##### MATERIAL FOR THIS EXERCISE #####

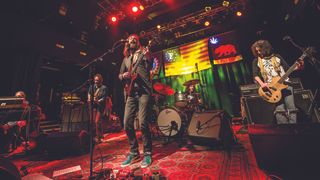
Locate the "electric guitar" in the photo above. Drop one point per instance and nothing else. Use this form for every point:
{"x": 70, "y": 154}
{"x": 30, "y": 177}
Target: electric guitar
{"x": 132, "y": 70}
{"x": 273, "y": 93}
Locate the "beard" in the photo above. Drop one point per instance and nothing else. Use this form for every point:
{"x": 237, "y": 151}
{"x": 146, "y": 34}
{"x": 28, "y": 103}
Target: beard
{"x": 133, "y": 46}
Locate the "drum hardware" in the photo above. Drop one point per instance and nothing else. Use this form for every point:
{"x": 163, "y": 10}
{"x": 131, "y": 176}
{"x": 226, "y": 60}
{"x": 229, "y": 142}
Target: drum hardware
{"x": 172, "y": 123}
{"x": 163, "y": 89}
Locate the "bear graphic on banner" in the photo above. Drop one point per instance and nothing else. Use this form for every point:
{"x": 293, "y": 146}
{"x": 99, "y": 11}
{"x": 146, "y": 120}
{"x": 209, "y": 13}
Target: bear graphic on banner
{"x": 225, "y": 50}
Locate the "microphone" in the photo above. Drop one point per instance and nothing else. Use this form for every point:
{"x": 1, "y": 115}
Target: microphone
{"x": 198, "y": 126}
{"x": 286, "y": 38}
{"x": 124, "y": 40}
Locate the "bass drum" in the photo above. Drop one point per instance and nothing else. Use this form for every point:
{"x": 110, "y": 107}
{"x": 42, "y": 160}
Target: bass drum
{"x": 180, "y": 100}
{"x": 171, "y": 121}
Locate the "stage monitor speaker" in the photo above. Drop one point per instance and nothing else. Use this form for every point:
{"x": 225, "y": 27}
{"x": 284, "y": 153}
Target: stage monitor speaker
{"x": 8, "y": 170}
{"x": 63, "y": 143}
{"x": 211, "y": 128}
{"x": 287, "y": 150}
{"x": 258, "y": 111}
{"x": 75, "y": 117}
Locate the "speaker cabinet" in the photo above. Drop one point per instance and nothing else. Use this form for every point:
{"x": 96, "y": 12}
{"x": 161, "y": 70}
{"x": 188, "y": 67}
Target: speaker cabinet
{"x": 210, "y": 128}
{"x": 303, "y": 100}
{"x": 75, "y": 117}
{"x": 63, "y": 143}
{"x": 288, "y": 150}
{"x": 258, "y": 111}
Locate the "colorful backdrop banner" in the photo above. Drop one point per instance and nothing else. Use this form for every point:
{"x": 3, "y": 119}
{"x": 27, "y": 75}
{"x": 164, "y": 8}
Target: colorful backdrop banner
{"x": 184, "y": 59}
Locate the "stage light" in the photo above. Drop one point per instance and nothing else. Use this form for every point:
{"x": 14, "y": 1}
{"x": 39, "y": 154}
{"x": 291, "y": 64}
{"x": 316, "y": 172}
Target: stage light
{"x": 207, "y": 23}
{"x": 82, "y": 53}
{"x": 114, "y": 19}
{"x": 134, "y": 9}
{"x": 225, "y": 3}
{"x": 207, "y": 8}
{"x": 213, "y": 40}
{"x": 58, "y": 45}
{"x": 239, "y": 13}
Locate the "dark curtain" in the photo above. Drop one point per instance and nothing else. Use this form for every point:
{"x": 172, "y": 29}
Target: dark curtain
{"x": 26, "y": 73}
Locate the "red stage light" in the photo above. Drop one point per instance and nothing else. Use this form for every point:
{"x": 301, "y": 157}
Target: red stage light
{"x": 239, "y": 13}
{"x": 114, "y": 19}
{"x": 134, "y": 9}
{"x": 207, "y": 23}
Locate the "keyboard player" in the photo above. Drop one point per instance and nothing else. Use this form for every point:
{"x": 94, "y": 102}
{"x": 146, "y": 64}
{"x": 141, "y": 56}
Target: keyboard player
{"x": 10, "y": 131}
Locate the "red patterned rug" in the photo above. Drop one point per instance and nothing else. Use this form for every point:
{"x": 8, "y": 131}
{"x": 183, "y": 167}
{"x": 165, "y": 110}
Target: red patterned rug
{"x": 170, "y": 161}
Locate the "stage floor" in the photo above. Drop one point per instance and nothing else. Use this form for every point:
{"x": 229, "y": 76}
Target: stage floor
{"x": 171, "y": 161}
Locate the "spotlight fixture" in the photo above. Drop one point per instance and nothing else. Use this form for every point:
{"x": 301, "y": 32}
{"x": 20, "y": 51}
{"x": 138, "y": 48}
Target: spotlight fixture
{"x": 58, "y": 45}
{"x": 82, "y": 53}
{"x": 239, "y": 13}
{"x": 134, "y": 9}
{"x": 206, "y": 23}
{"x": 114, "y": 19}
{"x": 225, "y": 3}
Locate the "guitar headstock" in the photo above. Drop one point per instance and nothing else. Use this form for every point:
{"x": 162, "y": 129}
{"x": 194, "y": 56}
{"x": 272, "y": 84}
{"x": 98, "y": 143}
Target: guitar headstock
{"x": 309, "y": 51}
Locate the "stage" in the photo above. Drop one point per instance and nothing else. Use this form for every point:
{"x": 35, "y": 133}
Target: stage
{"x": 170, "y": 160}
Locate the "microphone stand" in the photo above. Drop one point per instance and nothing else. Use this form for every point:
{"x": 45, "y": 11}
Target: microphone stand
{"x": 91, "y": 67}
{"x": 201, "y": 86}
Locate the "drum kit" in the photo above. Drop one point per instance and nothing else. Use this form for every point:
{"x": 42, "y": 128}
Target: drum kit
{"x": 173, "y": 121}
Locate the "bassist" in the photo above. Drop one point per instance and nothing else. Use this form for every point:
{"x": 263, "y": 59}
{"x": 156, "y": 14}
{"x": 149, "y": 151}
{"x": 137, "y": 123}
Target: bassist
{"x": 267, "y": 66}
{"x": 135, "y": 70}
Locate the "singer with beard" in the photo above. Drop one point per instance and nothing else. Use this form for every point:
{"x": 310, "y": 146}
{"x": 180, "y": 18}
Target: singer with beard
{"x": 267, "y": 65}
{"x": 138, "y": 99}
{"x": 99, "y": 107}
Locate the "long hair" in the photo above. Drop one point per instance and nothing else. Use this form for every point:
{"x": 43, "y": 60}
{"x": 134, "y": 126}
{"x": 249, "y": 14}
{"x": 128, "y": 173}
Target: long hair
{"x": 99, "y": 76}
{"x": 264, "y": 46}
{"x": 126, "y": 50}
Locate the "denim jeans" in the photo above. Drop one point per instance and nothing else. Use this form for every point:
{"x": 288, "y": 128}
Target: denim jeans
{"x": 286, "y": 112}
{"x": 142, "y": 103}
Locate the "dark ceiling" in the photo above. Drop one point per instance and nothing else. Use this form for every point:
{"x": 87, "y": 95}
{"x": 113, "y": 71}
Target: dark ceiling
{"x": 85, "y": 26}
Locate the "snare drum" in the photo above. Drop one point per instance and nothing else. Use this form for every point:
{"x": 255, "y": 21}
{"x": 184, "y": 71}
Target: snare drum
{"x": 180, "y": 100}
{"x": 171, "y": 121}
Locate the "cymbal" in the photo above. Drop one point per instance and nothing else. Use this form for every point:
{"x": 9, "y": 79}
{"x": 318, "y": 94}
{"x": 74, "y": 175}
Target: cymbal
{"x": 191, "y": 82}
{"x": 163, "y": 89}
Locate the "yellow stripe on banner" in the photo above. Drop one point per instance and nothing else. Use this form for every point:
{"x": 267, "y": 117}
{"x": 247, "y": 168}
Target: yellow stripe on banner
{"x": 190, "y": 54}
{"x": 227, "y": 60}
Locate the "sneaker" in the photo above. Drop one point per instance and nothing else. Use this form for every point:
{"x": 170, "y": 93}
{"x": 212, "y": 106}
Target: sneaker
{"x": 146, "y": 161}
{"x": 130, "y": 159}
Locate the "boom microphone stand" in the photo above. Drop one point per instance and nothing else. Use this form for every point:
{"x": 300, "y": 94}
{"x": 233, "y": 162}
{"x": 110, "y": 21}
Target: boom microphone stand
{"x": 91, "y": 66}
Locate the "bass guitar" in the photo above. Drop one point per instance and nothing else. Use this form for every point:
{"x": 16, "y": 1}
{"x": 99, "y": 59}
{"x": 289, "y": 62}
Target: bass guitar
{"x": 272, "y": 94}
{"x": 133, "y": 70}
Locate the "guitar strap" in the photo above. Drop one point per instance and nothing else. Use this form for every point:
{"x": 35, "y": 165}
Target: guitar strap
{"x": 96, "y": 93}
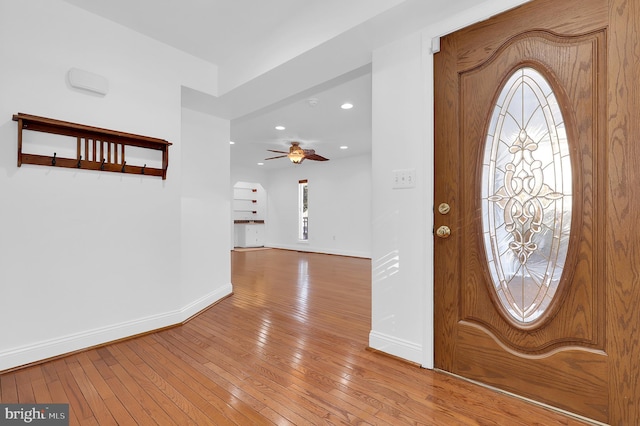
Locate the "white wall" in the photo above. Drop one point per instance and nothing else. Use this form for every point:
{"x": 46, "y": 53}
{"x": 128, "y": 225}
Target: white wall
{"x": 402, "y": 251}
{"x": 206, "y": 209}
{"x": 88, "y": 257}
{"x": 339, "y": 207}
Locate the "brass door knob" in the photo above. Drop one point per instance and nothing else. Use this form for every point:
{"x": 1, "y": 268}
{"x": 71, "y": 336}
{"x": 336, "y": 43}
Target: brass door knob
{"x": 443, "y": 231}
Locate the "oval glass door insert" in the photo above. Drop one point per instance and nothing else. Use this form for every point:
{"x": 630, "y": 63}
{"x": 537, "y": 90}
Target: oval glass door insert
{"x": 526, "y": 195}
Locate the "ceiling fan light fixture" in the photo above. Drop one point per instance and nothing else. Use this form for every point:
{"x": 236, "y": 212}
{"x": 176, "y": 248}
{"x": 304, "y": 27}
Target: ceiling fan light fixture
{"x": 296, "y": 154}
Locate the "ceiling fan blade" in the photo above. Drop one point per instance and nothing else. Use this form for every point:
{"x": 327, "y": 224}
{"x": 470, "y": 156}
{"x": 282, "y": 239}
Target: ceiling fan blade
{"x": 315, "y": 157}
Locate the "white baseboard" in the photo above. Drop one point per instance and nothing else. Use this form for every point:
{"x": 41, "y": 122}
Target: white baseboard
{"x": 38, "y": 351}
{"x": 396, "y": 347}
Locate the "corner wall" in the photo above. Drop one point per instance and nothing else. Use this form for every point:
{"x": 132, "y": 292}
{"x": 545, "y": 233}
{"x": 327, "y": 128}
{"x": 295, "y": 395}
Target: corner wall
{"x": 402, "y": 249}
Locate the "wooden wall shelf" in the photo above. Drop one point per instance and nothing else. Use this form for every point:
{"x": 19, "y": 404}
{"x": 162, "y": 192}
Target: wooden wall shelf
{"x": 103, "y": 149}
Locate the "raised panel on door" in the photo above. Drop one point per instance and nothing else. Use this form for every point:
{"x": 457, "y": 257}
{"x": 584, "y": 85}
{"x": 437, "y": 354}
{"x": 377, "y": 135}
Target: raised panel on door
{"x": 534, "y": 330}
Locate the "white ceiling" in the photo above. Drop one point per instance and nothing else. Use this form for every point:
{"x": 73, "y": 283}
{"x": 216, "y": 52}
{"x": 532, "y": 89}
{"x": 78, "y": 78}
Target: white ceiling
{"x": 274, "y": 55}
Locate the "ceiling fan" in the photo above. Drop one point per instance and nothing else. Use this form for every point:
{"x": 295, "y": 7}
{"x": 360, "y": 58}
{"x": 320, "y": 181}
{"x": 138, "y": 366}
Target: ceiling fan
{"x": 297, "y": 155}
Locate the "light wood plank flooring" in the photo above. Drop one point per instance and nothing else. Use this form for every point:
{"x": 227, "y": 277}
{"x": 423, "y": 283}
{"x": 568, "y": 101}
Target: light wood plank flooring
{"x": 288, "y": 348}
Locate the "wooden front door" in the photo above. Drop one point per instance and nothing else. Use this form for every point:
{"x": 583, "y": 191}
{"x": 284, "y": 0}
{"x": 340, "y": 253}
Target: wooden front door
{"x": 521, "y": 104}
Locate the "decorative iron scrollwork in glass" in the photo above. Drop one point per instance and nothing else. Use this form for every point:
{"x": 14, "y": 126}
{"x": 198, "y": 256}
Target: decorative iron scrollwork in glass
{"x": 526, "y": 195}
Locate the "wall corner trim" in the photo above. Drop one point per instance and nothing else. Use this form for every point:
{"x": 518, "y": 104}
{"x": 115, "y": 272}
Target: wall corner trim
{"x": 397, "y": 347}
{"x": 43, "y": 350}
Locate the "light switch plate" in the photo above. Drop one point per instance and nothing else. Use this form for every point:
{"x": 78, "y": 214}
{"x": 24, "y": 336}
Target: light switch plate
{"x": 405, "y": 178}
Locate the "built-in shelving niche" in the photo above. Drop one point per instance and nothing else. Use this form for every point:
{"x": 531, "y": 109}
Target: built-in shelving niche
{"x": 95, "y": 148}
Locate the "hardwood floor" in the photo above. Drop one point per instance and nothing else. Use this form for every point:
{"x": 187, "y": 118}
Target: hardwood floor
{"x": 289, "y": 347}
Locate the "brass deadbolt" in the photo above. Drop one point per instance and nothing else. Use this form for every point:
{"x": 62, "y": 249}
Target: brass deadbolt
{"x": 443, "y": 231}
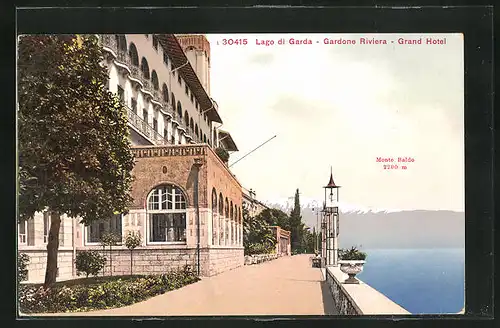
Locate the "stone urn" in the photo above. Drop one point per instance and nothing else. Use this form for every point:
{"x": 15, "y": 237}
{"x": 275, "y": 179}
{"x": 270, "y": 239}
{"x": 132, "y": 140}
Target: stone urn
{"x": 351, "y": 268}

#####

### [OBJECTIVE]
Select each line in the material above that contains the word "niche". Case counts.

### [RESULT OF THIS EXERCISE]
Locate the "built-in shelving niche" in the photo above. Drop one point per instance and nothing else. Use this form for every point:
Target: built-in shelving niche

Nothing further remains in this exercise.